Instruções a seguir: No texto sobre Latour, o que é a realidade em última instância?

Texto do documento:

= = = =

É preciso ir do texto ao laboratório. Somos convidados a ver o fato científico com os nossos próprios olhos. Esta incursão, no entanto, não nos revela a “Natureza”, mas os instrumentos de sua fabricação. Ao propor a problematização do “realismo do laboratório”, Latour abriu todas as caixas-pretas e apresentou uma ciência em processo de construção. Como saber se o resultado (fato) não tem sua origem no cenário construído pelos instrumentos? Realidade, em última instância, é aquilo que resiste aos testes de força.

Entretanto, a proposta mais estimulante e que de certa forma surge como um reflexo da abordagem propositiva de Latour é a proposta de refutação dos “tribunais da razão” a partir de uma análise do ciclo aspiral de acumulação do conhecimento e os conceitos de tradução e sócio-lógicas. Tais propostas estão relacionadas entre si e surgem de uma abordagem do fato científico enquanto constructo de agentes e associações que ocorrem fora e dentro do laboratório (ou academia).

Ao afirmarmos que “estamos errados ao limitar a construção de fatos aos cientistas”, somos levados a refletir sobre a relação destes com outros agentes (empresários, políticos, ativistas e etc.). A necessidade de negociação de interesses se torna inevitável, principalmente tendo em vista o alto custo dos laboratórios. Insatisfeito com o modelo de difusão - invenção, trajetória e desenvolvimento –, Latour propôs o seu conceito de tradução/translação. Negociar implica necessariamente permitir certo desvio nos objetivos iniciais, mas o cientista deve fazer de tudo para que este desvio seja o menor possível. Traduzir significa transpor interesses fornecendo novas interpretações de forma a constituir conexões entre lugares e agentes diferenciados. Surge, então, uma segunda proposta metodológica: é preciso pensar a ciência a partir da noção de rede de conexões e associações que está por toda a parte.

O passo seguinte consiste em romper com a oposição entre racionalistas e relativistas, consagrada, por exemplo, nas críticas de Ernest Gellner (1997) e a sua refutação militante do relativismo (ou o que ele entende por relativismo). O posicionamento de Latour diante dessa batalha virtual foi bem claro: a crença dos racionalistas no Grande Divisor vem do esquecimento do movimento de ir e voltar (observação e distanciamento) que constitui a prática científica. A sua dica foi mais clara ainda: diante das acusações de irracionalidade, precisamos observar o angulo, a direção, o movimento e a escala do deslocamento do observador. A acusação de irracionalidade é sempre feita por alguém que está construindo uma rede em relação a grupos e pessoas que se colocam no seu caminho. Por trás de todo conhecimento científico, existem expedições, coleções, sondas, observatórios e pesquisas anteriores que permitem às centrais de cálculo atuar nas distâncias mais remotas da imaginação humana. O exemplo citado pelo autor é bastante elucidativo: as caravelas que “descobriram” as Américas são apenas a ponta de um processo muito mais amplo. Por trás de toda caixa-preta existe certo número de ciclos de acumulação. Essa observação, no entanto, não significa uma apologia à continuidade, pois toda acumulação é um conjunto heterogêneo de rupturas constantes de antigas caixas-pretas e construção de outras novas.

= = = =

Dados brutos:
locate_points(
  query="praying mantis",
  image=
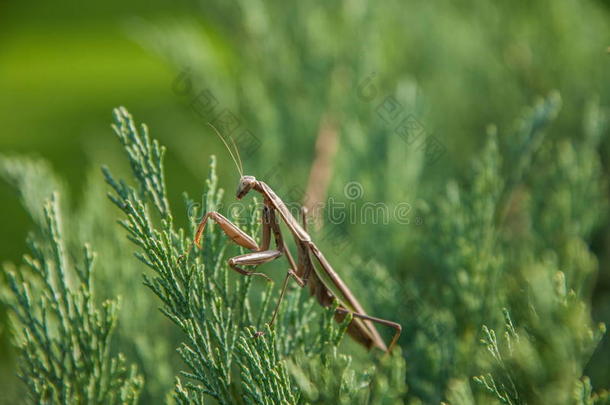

= = = =

Resposta: Aquilo que resiste aos testes de força.